**THE RECORDS:**

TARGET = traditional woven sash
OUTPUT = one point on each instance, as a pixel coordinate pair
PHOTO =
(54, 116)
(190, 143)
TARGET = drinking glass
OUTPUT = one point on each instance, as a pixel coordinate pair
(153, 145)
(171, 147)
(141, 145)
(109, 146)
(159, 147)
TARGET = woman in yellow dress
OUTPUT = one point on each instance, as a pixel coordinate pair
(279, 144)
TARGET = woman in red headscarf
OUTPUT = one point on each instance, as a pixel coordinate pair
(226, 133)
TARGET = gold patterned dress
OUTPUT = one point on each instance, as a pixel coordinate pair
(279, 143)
---
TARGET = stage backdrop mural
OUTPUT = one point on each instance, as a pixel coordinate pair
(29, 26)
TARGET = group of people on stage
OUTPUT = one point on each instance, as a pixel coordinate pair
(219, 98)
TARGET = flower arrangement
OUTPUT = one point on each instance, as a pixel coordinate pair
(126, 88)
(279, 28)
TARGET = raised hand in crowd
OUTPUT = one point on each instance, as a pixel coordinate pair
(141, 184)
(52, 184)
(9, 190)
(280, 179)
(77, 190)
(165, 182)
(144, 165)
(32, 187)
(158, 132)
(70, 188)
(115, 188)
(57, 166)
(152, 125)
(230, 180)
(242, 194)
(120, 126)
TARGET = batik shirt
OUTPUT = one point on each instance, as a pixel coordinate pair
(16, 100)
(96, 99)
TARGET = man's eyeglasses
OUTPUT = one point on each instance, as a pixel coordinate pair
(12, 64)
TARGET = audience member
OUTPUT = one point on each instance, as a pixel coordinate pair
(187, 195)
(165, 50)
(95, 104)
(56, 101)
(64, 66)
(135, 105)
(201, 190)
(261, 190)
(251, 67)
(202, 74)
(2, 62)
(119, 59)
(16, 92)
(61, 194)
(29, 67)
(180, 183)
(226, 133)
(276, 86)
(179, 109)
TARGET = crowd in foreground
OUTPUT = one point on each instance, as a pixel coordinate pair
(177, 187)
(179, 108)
* * *
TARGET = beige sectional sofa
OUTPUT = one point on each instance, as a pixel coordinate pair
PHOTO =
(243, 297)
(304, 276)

**DESCRIPTION OF THE TASK:** Copy out each line in the items above that contains the word "woman". Matches must have the same case.

**COMPLETED EXERCISE:**
TARGET = woman in yellow dress
TARGET = woman in red headscarf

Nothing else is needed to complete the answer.